Your goal: Copy all of the material below line for line without changing any wording, and leave the pictures out of your copy.

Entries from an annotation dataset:
Begin

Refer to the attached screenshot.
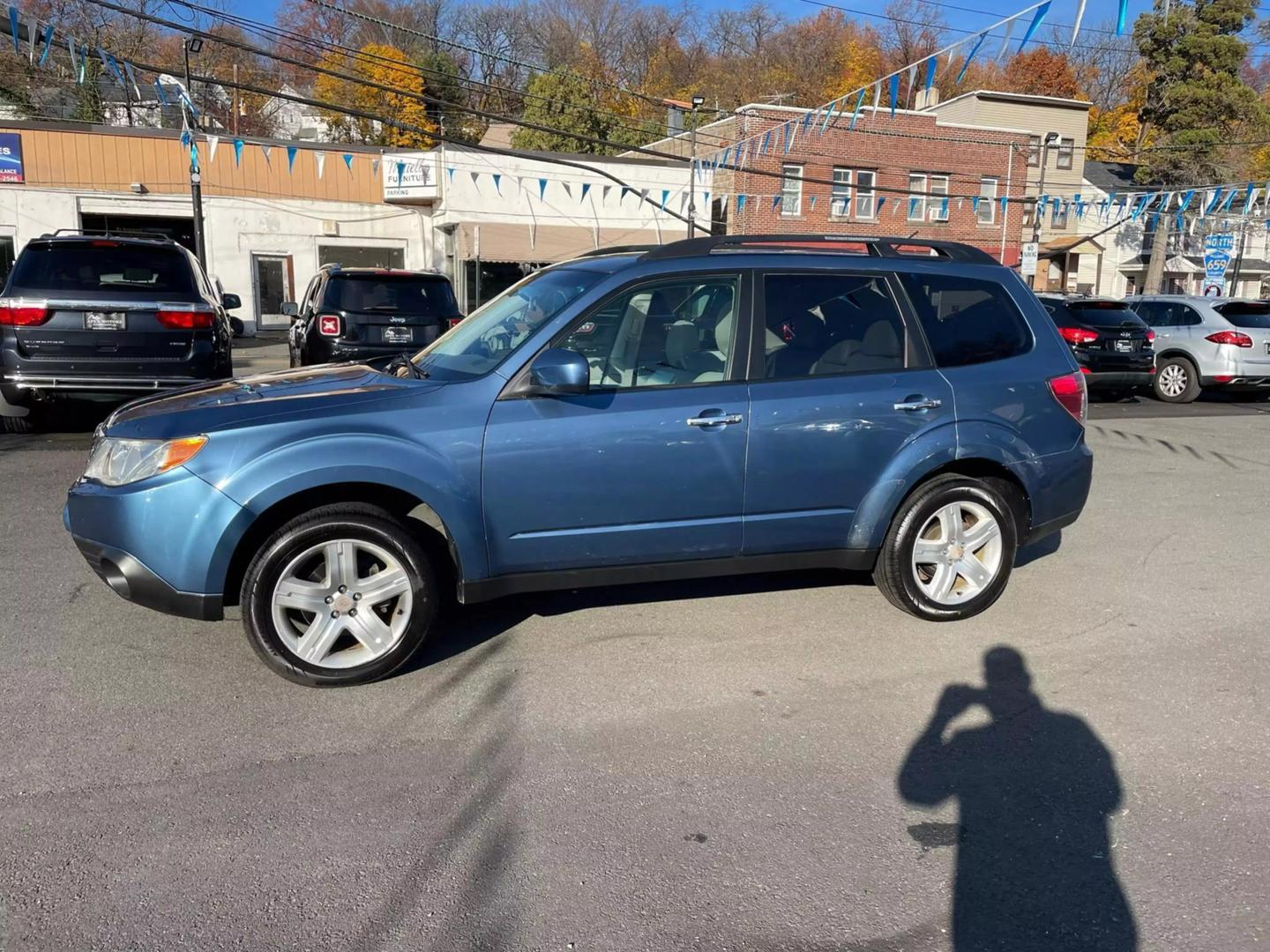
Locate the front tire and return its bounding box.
[240,504,438,688]
[874,475,1019,622]
[1151,357,1200,404]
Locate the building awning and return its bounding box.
[455,222,684,263]
[1040,237,1102,255]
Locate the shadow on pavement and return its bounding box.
[898,646,1137,952]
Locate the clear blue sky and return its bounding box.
[218,0,1270,56]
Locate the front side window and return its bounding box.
[978,175,997,225]
[901,274,1031,367]
[553,275,738,390]
[829,169,851,219]
[763,274,904,380]
[781,165,803,214]
[413,259,612,381]
[856,169,878,221]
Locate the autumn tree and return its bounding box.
[1005,46,1080,99]
[314,43,437,148]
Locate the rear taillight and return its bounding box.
[1204,330,1252,346]
[1058,328,1099,344]
[0,297,49,328]
[155,309,214,330]
[1049,373,1088,427]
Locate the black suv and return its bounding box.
[0,233,242,432]
[282,264,462,367]
[1036,294,1155,393]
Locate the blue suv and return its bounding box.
[64,234,1092,686]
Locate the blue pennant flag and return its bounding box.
[956,32,985,83]
[1015,0,1049,53]
[847,89,881,131]
[40,23,53,66]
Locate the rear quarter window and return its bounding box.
[900,274,1033,367]
[12,242,194,294]
[323,274,459,317]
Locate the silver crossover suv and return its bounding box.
[1125,294,1270,404]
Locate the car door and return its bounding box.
[743,269,953,554]
[482,271,750,575]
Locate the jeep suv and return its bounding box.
[64,234,1092,686]
[282,264,462,367]
[0,233,242,430]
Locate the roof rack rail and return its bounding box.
[40,228,176,243]
[644,234,999,264]
[578,245,666,257]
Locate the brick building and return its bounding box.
[650,106,1030,264]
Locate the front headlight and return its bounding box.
[84,436,207,487]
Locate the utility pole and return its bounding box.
[688,96,709,237]
[180,37,207,271]
[1033,132,1058,289]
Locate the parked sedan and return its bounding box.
[1036,294,1155,392]
[282,265,462,367]
[1125,294,1270,404]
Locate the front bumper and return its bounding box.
[71,536,225,622]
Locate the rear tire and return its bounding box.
[874,475,1019,622]
[240,504,439,688]
[1151,357,1200,404]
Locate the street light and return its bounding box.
[180,37,207,271]
[688,96,706,237]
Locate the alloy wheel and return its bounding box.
[1157,363,1189,398]
[912,502,1004,606]
[272,539,414,667]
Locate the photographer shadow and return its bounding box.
[898,647,1137,952]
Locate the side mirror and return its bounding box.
[528,346,591,396]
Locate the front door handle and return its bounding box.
[895,396,944,412]
[688,413,744,427]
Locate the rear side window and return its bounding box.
[901,274,1031,367]
[12,240,194,294]
[323,274,459,317]
[1214,301,1270,329]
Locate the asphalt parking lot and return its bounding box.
[0,339,1270,952]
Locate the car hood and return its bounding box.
[103,363,439,439]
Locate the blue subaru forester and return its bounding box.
[64,234,1092,686]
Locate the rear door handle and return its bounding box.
[895,396,944,412]
[688,413,744,427]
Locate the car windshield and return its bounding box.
[12,239,194,294]
[324,273,459,317]
[1214,301,1270,330]
[414,259,614,380]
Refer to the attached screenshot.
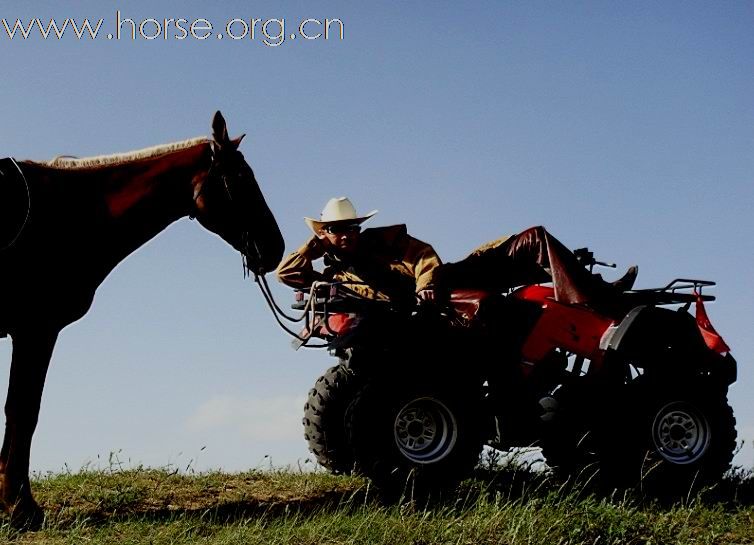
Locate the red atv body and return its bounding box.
[294,270,736,494]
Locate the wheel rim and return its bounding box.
[393,397,458,464]
[652,401,712,464]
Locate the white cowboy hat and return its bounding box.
[304,197,377,233]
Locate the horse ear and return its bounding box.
[212,110,230,148]
[230,134,246,149]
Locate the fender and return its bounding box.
[600,305,737,386]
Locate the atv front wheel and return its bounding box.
[346,377,483,498]
[303,363,360,474]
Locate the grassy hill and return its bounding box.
[0,469,754,545]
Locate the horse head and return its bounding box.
[193,112,284,274]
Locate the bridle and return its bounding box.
[189,142,262,277]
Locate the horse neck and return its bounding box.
[102,142,209,227]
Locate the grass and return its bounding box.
[0,460,754,545]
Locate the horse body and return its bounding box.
[0,112,283,525]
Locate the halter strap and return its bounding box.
[0,157,31,252]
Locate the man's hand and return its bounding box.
[416,289,435,301]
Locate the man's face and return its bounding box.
[320,223,361,254]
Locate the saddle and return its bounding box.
[0,157,31,251]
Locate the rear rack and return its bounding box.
[625,278,716,305]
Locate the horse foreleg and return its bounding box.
[0,331,58,527]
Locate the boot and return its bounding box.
[612,265,639,292]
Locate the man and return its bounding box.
[277,197,638,304]
[277,197,441,305]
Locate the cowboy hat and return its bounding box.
[304,197,377,233]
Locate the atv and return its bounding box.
[293,249,737,496]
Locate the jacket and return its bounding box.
[277,225,442,302]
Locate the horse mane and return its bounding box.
[40,136,209,170]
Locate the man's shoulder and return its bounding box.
[361,224,408,244]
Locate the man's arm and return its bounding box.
[403,236,442,293]
[276,236,325,288]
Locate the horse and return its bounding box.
[0,112,284,528]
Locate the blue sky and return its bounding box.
[0,1,754,471]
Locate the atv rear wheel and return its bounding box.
[605,392,736,490]
[303,363,360,474]
[346,376,483,499]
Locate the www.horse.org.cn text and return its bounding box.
[0,10,344,47]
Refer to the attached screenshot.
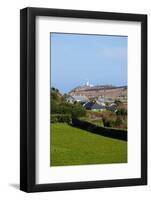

End

Worked answer:
Refer to the attached screenshot.
Locate the front tire and return its bounding box.
[240,504,438,688]
[874,475,1019,622]
[1151,357,1200,404]
Locate the building awning and return its bounding box.
[455,222,684,263]
[1040,237,1102,255]
Locate the shadow on pavement and return its bounding box.
[898,646,1137,952]
Locate the clear blue sky and return its bounding box.
[218,0,1270,56]
Locate the front side window and return its bounding box.
[978,175,997,225]
[901,274,1031,367]
[553,275,738,390]
[829,169,851,219]
[763,274,904,380]
[781,165,803,214]
[413,259,612,381]
[856,169,878,221]
Locate the autumn tree and return its bounding box.
[1005,46,1080,99]
[314,43,437,148]
Locate the rear taillight and return its bounding box.
[1204,330,1252,346]
[1058,328,1099,344]
[0,297,49,328]
[155,309,214,330]
[1049,373,1088,427]
Locate the black suv and return its bounding box.
[0,233,242,432]
[282,264,462,367]
[1036,294,1155,393]
Locate the blue suv and return its bounding box.
[64,234,1092,686]
Locate the blue pennant flag and return its bounding box.
[956,32,985,83]
[1015,0,1049,53]
[847,89,881,131]
[40,23,53,66]
Locate the rear quarter window and return its bounding box.
[900,274,1033,367]
[12,242,194,294]
[323,274,459,317]
Locate the silver crossover suv and return its bounding box.
[1125,294,1270,404]
Locate the car door and return its bounding box.
[743,269,953,554]
[482,271,750,575]
Locate the jeep suv and return its bounding box.
[64,234,1092,686]
[282,264,462,367]
[0,233,242,430]
Locate the roof rack rail and return its bounding box.
[40,228,176,243]
[644,234,999,264]
[578,245,666,257]
Locate the brick building and return its bounding box.
[650,106,1030,264]
Locate the front headlight and return its bounding box.
[84,436,207,487]
Locate the utility pole and return its bounding box.
[688,96,709,237]
[180,37,207,271]
[1033,132,1058,289]
Locate the parked sedan and return its bounding box.
[1036,294,1155,392]
[282,265,462,367]
[1125,294,1270,404]
Locate the front bumper and return its bounding box.
[71,536,225,622]
Locate the rear tire and return its bounding box.
[874,475,1019,622]
[240,504,439,688]
[1151,357,1200,404]
Locate the street light and return its bounding box.
[180,37,207,271]
[688,96,706,237]
Locate the alloy wheel and return its bounding box.
[1157,363,1189,398]
[912,502,1004,606]
[272,539,414,667]
Locate the photographer shadow and return its bounding box.
[898,647,1137,952]
Locate the side mirror and return its bounding box.
[528,346,591,396]
Locate the front door handle and return its bounding box.
[895,396,944,412]
[688,413,744,427]
Locate the rear side window and return its bounding box.
[901,274,1031,367]
[12,240,194,294]
[323,274,459,317]
[1214,301,1270,329]
Locate the asphalt parking lot and return its bounding box.
[0,339,1270,952]
Locate the car hood and return its bounding box.
[103,363,439,439]
Locate the blue subaru forester and return its bounding box.
[64,234,1092,686]
Locate the rear door handle and return its bounding box.
[895,396,944,412]
[688,413,744,427]
Locate the car windshield and return its bounding box.
[12,239,194,294]
[324,273,459,317]
[1214,301,1270,330]
[414,259,614,380]
Refer to the attached screenshot.
Locate the red atv body and return its bounding box.
[294,270,736,494]
Locate the wheel rim and return its bounding box.
[393,397,458,464]
[652,401,712,464]
Locate the white cowboy hat and return its bounding box.
[304,197,377,233]
Locate the horse ear and return its bounding box.
[212,110,230,148]
[230,134,246,149]
Locate the fender and return its bounding box.
[600,305,737,386]
Locate the atv front wheel and return its bounding box.
[346,377,483,498]
[303,363,360,474]
Locate the grassy hill and return its bounding box.
[0,469,754,545]
Locate the horse head and return its bounding box.
[193,112,284,274]
Locate the bridle and return its bounding box.
[189,142,262,277]
Locate the horse neck and return its bounding box.
[102,142,209,227]
Locate the grass and return its bounding box.
[0,460,754,545]
Locate the horse body and return its bounding box.
[0,112,283,525]
Locate the halter strap and return its bounding box.
[0,157,31,252]
Locate the man's hand and return its bounding box.
[416,289,435,301]
Locate the man's face and return its bounding box.
[320,223,361,254]
Locate the saddle and return its bounding box.
[0,157,31,251]
Locate the rear rack and return its bounding box.
[625,278,716,305]
Locate the horse foreleg and return its bounding box.
[0,331,58,527]
Locate the boot and return its bounding box.
[612,265,639,292]
Locate the man and return its bounding box.
[277,197,638,304]
[277,197,441,305]
Locate the cowboy hat and return its bounding box.
[304,197,377,233]
Locate the atv and return its bounding box.
[293,249,737,496]
Locate the jacket and return its bounding box.
[277,225,442,302]
Locate the horse mane and return its bounding box.
[40,136,209,170]
Locate the man's shoulder and return its bounding box.
[361,224,408,244]
Locate the man's arm and return its bounding box.
[403,236,442,293]
[276,236,325,288]
Locate the horse and return its bounding box.
[0,112,284,528]
Locate the blue sky and return its bounding box.
[0,1,754,471]
Locate the atv rear wheel and return its bounding box.
[605,392,736,490]
[303,363,360,474]
[346,376,483,499]
Locate the www.horse.org.cn text and return its bounding box.
[0,10,344,47]
Refer to the attached screenshot.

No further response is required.